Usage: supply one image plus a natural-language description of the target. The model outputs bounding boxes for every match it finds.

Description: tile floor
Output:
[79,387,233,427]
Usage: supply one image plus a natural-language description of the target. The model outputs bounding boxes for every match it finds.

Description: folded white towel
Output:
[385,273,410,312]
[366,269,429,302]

# TASK DETAILS
Without omitting anything, reproduce the whole of the data.

# RESULT
Usage: supply one image plus a natural-language description of the target. The model outputs bounding boxes for every match it finds.

Description: tile floor
Output:
[79,387,233,427]
Usage: supply one image plus a natural-language description of the target. The model outputs bounding boxes for every match it finds.

Description: folded white towel
Output:
[385,273,410,312]
[366,269,429,302]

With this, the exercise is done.